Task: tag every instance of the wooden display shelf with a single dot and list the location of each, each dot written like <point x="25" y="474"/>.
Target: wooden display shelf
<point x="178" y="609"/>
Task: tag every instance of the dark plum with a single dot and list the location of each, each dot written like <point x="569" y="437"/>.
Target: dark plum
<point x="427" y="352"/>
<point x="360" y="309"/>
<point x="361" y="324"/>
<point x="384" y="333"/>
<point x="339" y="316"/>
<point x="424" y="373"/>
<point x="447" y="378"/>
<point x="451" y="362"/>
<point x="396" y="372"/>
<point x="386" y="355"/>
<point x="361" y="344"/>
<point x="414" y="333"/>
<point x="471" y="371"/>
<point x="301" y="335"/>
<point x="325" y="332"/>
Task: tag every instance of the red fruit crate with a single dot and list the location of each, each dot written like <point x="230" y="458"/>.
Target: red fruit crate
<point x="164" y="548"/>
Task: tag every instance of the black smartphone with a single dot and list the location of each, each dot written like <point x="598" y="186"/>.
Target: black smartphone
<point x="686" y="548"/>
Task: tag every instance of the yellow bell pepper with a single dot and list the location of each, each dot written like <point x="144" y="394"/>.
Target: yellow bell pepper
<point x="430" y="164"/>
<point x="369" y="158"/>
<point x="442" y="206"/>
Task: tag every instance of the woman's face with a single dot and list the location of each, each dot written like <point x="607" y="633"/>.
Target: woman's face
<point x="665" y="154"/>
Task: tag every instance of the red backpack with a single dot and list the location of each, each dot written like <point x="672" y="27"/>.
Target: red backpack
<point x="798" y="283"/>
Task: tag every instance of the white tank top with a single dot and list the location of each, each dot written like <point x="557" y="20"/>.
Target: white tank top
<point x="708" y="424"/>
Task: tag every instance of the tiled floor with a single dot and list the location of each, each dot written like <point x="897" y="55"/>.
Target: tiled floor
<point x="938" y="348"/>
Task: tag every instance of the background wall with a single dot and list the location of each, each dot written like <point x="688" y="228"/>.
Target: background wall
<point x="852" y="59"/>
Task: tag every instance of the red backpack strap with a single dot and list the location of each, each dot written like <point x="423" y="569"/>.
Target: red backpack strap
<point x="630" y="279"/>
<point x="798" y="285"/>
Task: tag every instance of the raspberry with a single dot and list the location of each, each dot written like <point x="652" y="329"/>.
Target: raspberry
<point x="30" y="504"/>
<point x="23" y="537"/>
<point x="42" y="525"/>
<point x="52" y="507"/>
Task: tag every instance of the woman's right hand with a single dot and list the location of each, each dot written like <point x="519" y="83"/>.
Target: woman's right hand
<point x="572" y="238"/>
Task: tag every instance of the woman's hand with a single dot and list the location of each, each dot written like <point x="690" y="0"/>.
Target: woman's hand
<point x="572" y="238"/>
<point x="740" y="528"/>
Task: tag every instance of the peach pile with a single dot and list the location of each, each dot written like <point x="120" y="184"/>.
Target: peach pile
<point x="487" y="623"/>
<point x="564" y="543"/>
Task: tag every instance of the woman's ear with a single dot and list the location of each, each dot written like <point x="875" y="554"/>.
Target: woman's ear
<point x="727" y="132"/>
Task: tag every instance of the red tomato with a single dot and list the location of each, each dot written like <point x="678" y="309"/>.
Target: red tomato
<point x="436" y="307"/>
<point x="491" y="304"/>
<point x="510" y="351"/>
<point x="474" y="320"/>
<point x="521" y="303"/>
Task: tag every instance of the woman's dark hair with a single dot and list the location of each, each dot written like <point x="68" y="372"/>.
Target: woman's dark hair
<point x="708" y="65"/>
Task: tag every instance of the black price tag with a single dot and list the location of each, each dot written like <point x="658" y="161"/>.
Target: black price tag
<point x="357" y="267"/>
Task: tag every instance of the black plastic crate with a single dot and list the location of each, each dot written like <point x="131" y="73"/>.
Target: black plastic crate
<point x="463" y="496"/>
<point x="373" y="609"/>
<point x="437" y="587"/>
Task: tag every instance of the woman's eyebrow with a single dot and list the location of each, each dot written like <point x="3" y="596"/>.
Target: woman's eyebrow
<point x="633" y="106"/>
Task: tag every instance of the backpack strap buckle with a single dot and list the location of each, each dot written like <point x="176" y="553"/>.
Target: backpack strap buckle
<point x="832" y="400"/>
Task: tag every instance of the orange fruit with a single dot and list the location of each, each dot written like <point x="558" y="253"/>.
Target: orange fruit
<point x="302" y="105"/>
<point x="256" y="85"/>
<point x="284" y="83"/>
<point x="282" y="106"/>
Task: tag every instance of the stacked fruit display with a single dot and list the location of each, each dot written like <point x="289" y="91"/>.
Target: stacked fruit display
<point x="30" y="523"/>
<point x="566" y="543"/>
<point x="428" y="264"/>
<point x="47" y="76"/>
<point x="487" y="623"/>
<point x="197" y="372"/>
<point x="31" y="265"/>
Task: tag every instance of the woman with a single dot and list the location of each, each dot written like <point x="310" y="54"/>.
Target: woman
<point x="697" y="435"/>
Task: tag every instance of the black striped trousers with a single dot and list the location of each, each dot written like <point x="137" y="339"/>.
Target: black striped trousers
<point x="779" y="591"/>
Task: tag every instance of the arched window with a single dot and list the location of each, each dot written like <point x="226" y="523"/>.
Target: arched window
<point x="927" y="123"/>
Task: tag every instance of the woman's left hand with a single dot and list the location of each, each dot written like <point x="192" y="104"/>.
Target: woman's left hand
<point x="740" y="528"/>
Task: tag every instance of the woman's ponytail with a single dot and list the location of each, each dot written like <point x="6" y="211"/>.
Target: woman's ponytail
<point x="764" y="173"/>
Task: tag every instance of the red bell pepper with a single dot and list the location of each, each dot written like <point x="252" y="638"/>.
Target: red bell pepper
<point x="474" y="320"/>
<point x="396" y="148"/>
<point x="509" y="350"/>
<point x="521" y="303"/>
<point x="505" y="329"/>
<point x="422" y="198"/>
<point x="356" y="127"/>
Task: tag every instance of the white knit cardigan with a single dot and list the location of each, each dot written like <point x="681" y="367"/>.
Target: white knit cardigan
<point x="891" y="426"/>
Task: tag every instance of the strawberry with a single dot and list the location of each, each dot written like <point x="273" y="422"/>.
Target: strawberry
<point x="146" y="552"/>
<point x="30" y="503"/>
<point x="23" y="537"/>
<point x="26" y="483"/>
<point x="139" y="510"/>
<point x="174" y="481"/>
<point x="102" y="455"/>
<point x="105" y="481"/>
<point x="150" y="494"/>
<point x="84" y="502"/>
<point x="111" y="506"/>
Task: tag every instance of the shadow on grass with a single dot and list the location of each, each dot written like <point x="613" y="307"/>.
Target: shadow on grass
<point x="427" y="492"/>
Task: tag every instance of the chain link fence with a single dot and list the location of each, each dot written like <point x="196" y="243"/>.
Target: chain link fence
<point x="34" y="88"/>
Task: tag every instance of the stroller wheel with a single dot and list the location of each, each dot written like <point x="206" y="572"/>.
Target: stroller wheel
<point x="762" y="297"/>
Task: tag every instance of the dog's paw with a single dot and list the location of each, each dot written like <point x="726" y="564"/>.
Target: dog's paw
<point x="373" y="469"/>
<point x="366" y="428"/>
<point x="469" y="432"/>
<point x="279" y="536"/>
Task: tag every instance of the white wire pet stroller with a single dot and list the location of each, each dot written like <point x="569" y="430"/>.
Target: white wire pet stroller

==============================

Activity »
Write the listing out once more, keeping each word as it is.

Completed exercise »
Task: tag every instance of the wooden display shelf with a single dot and list the location of each, each dot written like <point x="25" y="474"/>.
Target: wooden display shelf
<point x="178" y="609"/>
Task: tag every instance of the dark plum with a single dot and list the location of each, each dot written like <point x="569" y="437"/>.
Target: dark plum
<point x="427" y="352"/>
<point x="360" y="309"/>
<point x="361" y="324"/>
<point x="384" y="333"/>
<point x="339" y="316"/>
<point x="424" y="373"/>
<point x="447" y="378"/>
<point x="451" y="362"/>
<point x="396" y="372"/>
<point x="386" y="355"/>
<point x="361" y="344"/>
<point x="414" y="333"/>
<point x="471" y="371"/>
<point x="301" y="335"/>
<point x="325" y="332"/>
Task: tag every instance of the red fruit crate with a single dot and list the location of each, each dot written like <point x="230" y="458"/>.
Target: red fruit crate
<point x="164" y="548"/>
Task: tag every instance of the black smartphone with a single dot and list the location of each, each dot written like <point x="598" y="186"/>.
Target: black smartphone
<point x="686" y="548"/>
Task: tag every instance of the yellow bell pepper with a single dot and list the location of each, each dot written like <point x="144" y="394"/>.
Target: yellow bell pepper
<point x="430" y="164"/>
<point x="369" y="158"/>
<point x="442" y="206"/>
Task: tag every instance of the woman's face with a single dot and list the location of each, each dot written like <point x="607" y="633"/>.
Target: woman's face
<point x="665" y="154"/>
Task: tag every instance of the red backpack with a single dot and list the location of each, each dot written like <point x="672" y="27"/>.
Target: red backpack
<point x="798" y="283"/>
Task: tag every instance of the white tank top with a single dot and list the location of each, each dot written like <point x="557" y="20"/>.
Target: white tank top
<point x="708" y="424"/>
Task: tag every instance of the tiled floor with a single dot and list the location of each, each dot written like <point x="897" y="55"/>.
Target: tiled floor
<point x="938" y="348"/>
Task: tag every instance of the background wall with a single dot and list the location of each, each dot written like <point x="688" y="228"/>.
Target: background wall
<point x="852" y="59"/>
Task: tag every instance of the red backpack strap with a single dot and list the location of each, each dot written like <point x="423" y="569"/>.
Target: red backpack strap
<point x="630" y="279"/>
<point x="798" y="285"/>
Task: tag every instance of the raspberry with a single dot and list the location of each, each dot written like <point x="652" y="329"/>.
Target: raspberry
<point x="30" y="504"/>
<point x="23" y="537"/>
<point x="42" y="525"/>
<point x="52" y="507"/>
Task: tag every instance of the woman's right hand with a single dot and list the location of each, each dot written like <point x="519" y="83"/>.
Target: woman's right hand
<point x="572" y="238"/>
Task: tag every instance of the woman's hand with a single dot and list the location of each, each dot written like <point x="690" y="0"/>.
Target: woman's hand
<point x="572" y="238"/>
<point x="740" y="528"/>
Task: tag every instance of the peach pile with a single dot and list the location of each, each dot written like <point x="120" y="184"/>.
Target: peach pile
<point x="487" y="623"/>
<point x="564" y="543"/>
Task: tag every instance of the woman's ear with a single dot and list the location of each, each dot written like <point x="875" y="554"/>.
Target: woman's ear
<point x="727" y="132"/>
Task: tag every instance of the red tomato with a single dot and list the location of each, each dot written like <point x="678" y="309"/>.
Target: red tomato
<point x="436" y="307"/>
<point x="491" y="304"/>
<point x="510" y="351"/>
<point x="474" y="320"/>
<point x="521" y="303"/>
Task: tag every instance of the woman's dark hair with a single dot and list the location of each, each dot written like <point x="68" y="372"/>.
Target: woman's dark hair
<point x="708" y="65"/>
Task: tag every instance of the black price tag with a single dot and list the location of each, each dot written like <point x="658" y="161"/>.
Target: black price tag
<point x="357" y="267"/>
Task: tag every instance of the black plastic crate with a single dot and list the location of each, each dot written like <point x="131" y="73"/>.
Target: black plastic crate
<point x="463" y="496"/>
<point x="373" y="609"/>
<point x="437" y="587"/>
Task: tag every instance of the woman's eyebrow with a single dot and list the location of each, each dot written like <point x="3" y="596"/>.
Target: woman's eyebrow
<point x="633" y="106"/>
Task: tag every instance of the backpack strap buckle with a single dot and list the location of each, each dot written like <point x="176" y="553"/>.
Target: backpack strap buckle
<point x="832" y="400"/>
Task: tag every instance of the orange fruit with a single dot and list the location of each, each dot written like <point x="558" y="253"/>.
Target: orange fruit
<point x="302" y="105"/>
<point x="256" y="85"/>
<point x="284" y="83"/>
<point x="282" y="106"/>
Task: tag every instance of the stacked fruit display with a single dot and list the location of each, each dot written like <point x="289" y="91"/>.
Target: stacked fruit display
<point x="30" y="523"/>
<point x="566" y="543"/>
<point x="428" y="264"/>
<point x="47" y="76"/>
<point x="487" y="623"/>
<point x="197" y="372"/>
<point x="31" y="265"/>
Task: tag every instance of the woman with a single dot and list the location of each, each dot written like <point x="310" y="54"/>.
Target: woman
<point x="697" y="435"/>
Task: tag every instance of the black striped trousers with a single dot and list the location of each, each dot written like <point x="137" y="339"/>.
Target: black striped trousers
<point x="779" y="591"/>
Task: tag every instance of the arched window with a single dot and list the location of each, each dot written like <point x="226" y="523"/>.
Target: arched window
<point x="927" y="123"/>
Task: tag every instance of the woman's left hand with a single dot and list the location of each, each dot written like <point x="192" y="104"/>.
Target: woman's left hand
<point x="740" y="528"/>
Task: tag every instance of the woman's ponytail with a single dot and list the location of each, each dot written like <point x="6" y="211"/>.
Target: woman's ponytail
<point x="764" y="173"/>
Task: tag every instance of the red bell pepper with a single dot and list the location of each, each dot written like <point x="252" y="638"/>.
Target: red bell pepper
<point x="474" y="320"/>
<point x="396" y="148"/>
<point x="509" y="350"/>
<point x="521" y="303"/>
<point x="505" y="329"/>
<point x="422" y="198"/>
<point x="356" y="127"/>
Task: tag every instance of the white knit cardigan with a single dot and list the location of each, each dot written like <point x="681" y="367"/>.
Target: white knit cardigan
<point x="891" y="426"/>
Task: tag every instance of the strawberry with a single dot and list the location of each, each dot written like <point x="273" y="422"/>.
Target: strawberry
<point x="146" y="552"/>
<point x="30" y="503"/>
<point x="23" y="537"/>
<point x="26" y="483"/>
<point x="139" y="510"/>
<point x="174" y="481"/>
<point x="102" y="455"/>
<point x="105" y="481"/>
<point x="150" y="494"/>
<point x="84" y="502"/>
<point x="111" y="506"/>
Task: tag every instance of the shadow on grass with a single dot and list the location of each, each dot written like <point x="613" y="307"/>.
Target: shadow on grass
<point x="427" y="492"/>
Task: tag every instance of the chain link fence with a single dot and list the location of each, each dot written like <point x="196" y="243"/>.
Target: chain link fence
<point x="34" y="88"/>
Task: tag every instance of the stroller wheel with a single dot and list the location of each, each dot written like <point x="206" y="572"/>.
Target: stroller wheel
<point x="762" y="297"/>
Task: tag every instance of the dog's paw with a single dot and list the location of each, each dot written like <point x="726" y="564"/>.
Target: dog's paw
<point x="373" y="469"/>
<point x="366" y="428"/>
<point x="469" y="432"/>
<point x="279" y="536"/>
Task: tag every instance of the white wire pet stroller with a single dot and list the location of each, each dot written like <point x="569" y="430"/>.
Target: white wire pet stroller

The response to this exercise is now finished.